## Assignment:
Only one portion of the data is to be written out: from the line bearing "Tag every instance of the white door" through the line bearing "Tag every instance of the dark green". Write it exactly as it appears.

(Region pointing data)
=====

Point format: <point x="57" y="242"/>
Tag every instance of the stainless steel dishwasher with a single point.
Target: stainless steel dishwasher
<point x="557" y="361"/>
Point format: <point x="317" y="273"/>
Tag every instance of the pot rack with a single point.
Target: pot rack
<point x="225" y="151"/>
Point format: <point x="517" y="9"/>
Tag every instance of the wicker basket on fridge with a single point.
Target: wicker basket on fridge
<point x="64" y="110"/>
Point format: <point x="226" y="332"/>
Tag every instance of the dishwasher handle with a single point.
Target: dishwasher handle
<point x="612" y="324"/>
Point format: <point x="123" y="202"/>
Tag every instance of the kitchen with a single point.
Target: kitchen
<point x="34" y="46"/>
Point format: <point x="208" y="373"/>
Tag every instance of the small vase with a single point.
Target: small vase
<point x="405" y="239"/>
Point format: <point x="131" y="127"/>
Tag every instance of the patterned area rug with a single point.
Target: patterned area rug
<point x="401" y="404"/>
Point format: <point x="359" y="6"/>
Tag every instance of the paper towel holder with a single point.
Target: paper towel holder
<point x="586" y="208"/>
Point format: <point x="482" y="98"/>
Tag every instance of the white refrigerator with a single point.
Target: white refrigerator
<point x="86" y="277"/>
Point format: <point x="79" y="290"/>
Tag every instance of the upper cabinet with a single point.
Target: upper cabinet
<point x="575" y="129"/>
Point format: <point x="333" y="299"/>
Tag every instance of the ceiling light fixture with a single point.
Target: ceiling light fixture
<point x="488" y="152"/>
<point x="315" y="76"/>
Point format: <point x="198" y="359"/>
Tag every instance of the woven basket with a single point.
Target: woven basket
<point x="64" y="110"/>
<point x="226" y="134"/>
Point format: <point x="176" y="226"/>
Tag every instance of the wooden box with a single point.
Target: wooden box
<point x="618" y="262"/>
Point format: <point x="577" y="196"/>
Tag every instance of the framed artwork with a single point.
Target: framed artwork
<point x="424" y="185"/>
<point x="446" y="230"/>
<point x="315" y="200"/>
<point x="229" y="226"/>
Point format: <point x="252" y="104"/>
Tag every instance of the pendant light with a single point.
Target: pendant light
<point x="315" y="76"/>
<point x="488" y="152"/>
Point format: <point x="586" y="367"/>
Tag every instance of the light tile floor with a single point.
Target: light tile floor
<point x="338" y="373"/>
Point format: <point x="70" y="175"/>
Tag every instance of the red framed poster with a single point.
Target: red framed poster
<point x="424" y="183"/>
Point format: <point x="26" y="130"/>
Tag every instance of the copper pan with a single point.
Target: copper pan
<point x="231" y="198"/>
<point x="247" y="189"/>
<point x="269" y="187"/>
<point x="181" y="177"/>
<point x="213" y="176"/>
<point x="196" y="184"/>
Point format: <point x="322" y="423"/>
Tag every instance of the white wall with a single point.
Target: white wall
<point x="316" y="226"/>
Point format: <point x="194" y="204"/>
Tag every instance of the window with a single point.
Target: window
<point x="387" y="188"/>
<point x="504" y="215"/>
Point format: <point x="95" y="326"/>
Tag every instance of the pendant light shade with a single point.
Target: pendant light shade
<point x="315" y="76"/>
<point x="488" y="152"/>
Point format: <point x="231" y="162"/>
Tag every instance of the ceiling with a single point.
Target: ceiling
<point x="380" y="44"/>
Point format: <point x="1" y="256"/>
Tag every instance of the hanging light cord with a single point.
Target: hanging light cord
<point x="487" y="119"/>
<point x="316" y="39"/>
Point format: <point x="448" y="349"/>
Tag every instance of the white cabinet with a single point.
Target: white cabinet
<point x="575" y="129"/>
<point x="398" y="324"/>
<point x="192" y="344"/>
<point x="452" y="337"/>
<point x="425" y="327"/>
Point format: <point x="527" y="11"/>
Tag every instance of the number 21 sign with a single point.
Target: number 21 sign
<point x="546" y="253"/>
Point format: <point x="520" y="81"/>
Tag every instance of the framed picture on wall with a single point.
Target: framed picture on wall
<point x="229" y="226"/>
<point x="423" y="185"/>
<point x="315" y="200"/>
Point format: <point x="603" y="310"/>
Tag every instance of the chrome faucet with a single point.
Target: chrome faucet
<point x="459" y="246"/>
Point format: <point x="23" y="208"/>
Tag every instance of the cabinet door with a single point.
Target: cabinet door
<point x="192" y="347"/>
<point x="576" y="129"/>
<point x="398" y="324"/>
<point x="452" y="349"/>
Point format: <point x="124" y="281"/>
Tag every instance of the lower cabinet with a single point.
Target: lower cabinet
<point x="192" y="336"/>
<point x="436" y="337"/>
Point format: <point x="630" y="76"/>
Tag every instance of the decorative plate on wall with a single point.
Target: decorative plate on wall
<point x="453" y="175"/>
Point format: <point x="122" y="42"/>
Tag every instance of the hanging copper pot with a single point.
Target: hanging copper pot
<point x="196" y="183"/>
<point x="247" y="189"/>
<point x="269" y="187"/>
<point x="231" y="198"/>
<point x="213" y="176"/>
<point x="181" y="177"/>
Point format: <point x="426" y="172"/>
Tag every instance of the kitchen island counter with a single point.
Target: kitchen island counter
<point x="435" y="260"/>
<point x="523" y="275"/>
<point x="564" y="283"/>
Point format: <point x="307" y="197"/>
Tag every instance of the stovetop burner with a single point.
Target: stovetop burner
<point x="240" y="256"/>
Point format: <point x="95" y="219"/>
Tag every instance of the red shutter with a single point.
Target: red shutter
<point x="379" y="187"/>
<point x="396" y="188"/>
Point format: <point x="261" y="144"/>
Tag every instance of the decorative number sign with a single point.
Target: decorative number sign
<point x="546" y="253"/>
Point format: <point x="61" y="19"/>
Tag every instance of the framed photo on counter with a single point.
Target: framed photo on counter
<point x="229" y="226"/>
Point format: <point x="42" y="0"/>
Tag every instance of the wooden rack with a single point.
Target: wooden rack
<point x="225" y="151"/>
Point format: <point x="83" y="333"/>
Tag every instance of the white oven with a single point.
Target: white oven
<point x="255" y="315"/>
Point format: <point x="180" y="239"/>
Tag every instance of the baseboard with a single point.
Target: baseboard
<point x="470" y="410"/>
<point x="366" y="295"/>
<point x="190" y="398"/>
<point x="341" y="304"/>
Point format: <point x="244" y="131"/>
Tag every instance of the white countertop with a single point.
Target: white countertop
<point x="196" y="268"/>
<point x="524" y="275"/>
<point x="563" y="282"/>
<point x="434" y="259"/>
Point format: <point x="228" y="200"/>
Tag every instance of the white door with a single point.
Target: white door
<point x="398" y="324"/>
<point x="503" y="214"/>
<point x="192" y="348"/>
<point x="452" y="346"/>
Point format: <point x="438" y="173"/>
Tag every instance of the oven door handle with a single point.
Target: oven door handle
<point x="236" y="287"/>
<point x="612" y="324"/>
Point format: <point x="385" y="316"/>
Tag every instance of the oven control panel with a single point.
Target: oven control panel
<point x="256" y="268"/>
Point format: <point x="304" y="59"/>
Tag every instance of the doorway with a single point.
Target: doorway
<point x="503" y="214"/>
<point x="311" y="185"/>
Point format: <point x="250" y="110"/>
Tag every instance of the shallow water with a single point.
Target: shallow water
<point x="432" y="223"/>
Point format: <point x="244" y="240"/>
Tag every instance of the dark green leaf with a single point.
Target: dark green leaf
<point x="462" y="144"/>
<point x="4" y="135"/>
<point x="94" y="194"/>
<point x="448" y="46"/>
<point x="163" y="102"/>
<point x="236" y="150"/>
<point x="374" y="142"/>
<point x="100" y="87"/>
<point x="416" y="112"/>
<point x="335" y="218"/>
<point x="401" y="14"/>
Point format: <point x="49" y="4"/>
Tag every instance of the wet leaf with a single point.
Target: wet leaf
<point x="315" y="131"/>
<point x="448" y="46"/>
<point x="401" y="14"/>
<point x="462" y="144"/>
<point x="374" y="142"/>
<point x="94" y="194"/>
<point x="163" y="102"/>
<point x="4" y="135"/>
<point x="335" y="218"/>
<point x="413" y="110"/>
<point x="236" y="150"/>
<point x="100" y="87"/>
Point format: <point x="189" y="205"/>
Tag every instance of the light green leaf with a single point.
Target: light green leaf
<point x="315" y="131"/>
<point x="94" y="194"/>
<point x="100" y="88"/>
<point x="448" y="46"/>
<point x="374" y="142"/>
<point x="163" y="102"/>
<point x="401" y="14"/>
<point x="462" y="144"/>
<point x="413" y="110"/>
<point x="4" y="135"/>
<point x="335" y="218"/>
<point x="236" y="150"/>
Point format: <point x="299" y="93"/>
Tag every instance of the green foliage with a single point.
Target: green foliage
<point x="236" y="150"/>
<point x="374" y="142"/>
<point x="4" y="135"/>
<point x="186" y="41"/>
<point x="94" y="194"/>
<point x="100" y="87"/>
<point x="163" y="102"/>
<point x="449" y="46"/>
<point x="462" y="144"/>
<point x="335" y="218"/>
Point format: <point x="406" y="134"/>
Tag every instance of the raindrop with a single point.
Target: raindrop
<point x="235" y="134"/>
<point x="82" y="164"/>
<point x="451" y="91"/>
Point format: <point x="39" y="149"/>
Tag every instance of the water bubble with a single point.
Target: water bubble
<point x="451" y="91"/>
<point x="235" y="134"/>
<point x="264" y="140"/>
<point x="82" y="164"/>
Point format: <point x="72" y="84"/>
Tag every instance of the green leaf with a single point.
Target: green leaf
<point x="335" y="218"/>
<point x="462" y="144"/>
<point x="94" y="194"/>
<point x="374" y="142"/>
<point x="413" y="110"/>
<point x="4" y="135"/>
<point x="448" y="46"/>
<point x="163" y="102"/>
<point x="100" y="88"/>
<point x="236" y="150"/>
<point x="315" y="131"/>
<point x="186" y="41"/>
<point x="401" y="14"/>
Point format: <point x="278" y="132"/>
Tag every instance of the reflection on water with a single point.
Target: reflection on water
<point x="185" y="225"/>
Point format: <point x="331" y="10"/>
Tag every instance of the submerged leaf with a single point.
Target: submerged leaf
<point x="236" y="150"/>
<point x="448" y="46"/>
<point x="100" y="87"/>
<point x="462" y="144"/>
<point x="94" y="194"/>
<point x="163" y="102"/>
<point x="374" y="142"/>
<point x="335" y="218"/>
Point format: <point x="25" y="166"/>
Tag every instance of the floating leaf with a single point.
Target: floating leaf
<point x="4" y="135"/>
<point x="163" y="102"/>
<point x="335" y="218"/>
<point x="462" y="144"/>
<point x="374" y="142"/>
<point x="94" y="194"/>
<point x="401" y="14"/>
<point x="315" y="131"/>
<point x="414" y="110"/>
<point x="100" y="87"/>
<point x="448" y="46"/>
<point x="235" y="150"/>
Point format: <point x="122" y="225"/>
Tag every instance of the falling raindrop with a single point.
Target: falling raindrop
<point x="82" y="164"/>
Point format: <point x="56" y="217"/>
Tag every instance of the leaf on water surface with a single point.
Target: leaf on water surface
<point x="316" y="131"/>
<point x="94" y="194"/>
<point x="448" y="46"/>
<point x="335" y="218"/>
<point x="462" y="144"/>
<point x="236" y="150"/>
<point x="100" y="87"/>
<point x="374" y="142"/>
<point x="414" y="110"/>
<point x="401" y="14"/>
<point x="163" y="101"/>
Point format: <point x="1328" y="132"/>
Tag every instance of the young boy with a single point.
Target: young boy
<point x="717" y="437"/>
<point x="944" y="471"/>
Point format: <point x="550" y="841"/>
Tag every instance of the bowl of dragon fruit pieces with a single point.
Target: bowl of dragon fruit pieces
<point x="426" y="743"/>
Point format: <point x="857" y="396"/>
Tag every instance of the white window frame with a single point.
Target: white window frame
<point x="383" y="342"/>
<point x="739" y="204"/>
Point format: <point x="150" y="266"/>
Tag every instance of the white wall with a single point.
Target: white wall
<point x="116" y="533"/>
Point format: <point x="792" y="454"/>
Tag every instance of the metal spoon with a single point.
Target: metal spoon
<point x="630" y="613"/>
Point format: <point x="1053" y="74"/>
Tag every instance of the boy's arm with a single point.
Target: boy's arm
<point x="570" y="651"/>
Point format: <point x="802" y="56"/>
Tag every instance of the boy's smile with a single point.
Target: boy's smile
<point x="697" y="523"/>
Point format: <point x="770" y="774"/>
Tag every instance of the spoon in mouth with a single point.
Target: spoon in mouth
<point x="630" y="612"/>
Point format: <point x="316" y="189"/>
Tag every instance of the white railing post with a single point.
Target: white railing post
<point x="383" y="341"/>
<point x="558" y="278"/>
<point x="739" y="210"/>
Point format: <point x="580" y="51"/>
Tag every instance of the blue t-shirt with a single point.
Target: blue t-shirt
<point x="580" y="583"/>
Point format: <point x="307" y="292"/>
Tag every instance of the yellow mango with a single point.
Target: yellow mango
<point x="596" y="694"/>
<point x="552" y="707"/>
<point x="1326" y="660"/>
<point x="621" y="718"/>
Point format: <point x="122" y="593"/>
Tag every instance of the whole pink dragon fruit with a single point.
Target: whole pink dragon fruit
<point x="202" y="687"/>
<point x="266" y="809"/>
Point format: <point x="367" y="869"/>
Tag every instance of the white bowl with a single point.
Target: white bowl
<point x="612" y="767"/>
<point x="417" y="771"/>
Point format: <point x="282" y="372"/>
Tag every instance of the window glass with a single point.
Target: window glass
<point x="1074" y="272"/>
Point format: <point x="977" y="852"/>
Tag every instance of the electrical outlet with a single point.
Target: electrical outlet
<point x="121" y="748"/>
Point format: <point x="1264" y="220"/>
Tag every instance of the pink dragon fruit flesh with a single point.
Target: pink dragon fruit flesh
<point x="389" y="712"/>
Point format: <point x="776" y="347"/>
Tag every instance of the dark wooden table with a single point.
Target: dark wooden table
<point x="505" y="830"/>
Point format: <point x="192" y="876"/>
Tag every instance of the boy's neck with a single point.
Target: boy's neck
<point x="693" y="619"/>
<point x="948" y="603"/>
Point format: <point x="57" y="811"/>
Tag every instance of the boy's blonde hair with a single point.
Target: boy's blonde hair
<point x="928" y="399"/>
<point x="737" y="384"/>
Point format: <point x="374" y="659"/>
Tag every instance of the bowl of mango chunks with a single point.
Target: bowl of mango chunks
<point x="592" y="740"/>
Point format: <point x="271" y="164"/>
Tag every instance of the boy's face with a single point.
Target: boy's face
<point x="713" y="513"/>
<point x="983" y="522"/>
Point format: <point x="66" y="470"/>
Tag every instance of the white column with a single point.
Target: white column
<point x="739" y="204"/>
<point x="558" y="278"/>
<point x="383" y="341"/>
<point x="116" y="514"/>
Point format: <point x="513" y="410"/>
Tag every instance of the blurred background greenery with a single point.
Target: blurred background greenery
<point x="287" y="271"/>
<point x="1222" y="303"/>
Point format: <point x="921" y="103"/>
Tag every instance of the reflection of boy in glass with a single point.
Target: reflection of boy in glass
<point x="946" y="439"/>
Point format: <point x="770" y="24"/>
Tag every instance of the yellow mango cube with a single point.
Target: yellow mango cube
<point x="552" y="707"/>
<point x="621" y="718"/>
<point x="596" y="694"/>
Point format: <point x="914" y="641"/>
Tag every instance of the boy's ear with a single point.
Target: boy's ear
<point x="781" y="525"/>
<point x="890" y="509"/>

=====

## Completed task:
Tag every instance of the white door with a single point.
Target: white door
<point x="398" y="324"/>
<point x="503" y="214"/>
<point x="192" y="348"/>
<point x="452" y="346"/>
Point format: <point x="438" y="173"/>
Tag every instance of the oven door handle with a single point.
Target: oven door handle
<point x="236" y="287"/>
<point x="612" y="324"/>
Point format: <point x="385" y="316"/>
Tag every instance of the oven control panel with a single point.
Target: oven control panel
<point x="256" y="268"/>
Point format: <point x="304" y="59"/>
Tag every instance of the doorway with a single point.
Target: doorway
<point x="503" y="214"/>
<point x="311" y="185"/>
Point format: <point x="250" y="110"/>
Tag every instance of the shallow water with a single point.
Target: shallow water
<point x="432" y="223"/>
Point format: <point x="244" y="240"/>
Tag every instance of the dark green leaf with a single point.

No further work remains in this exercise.